The reporting of trials of orlistat in the 1990s appears to have understated harms, both in the summarized results submitted to the European Medicines Agency for drug approval, and in the published papers, according to a document analysis conducted by Jeppe Schroll and colleagues of the Nordic Cochrane Centre, Rigshospitalet, Copenhagen, Denmark, and published in PLOS Medicine.
Pharmaceutical companies seeking to market a new drug must report adverse effects observed in trial participants in Clinical Study Reports (CSRs), which they provide to regulatory authorities. Additionally, investigators may report harms in published reports of their trials. In an analysis of CSRs and published reports of seven trials, Schroll and colleagues sought to understand the accuracy, and potential bias, in harms reporting for trials of orlistat, a slimming drug from Roche approved in Europe in 1998 and still marketed in Europe today. They found various ways in which protocol instructions to trial investigators had the potential to dilute the appearance of drug-associated harms. Additionally, in these trials, only 3% to 33% of the total adverse effects from CSR summaries were described in published papers. Finally, in one trial, Schroll and colleagues counted adverse events individually and found that both the number of adverse effects and the number of days with adverse effects in participants taking the drug were understated in the corresponding publication.
The reporting accuracy of these trials may not reflect broad practice, and reporting practice may have changed substantially over the two decades since these trials were conducted. However, the analysis indicates that important disparities can occur in the reporting of adverse events between protocols, clinical study reports, and published papers, and can result in understatement of adverse events. The authors state, "[b]ased on these findings, systematic reviews of drugs might be improved by including protocols and CSRs in addition to published articles."

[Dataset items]

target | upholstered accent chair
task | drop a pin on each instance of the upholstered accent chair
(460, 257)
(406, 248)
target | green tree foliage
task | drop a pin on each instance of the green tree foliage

* **Exercise prompt**
Rewrite the orlistat trial reporting text starting at "The reporting of trials" and ending at "in PLOS Medicine.", putting "underreported" in place of "understated".

* **Answer space**
The reporting of trials of orlistat in the 1990s appears to have underreported harms, both in the summarized results submitted to the European Medicines Agency for drug approval, and in the published papers, according to a document analysis conducted by Jeppe Schroll and colleagues of the Nordic Cochrane Centre, Rigshospitalet, Copenhagen, Denmark, and published in PLOS Medicine.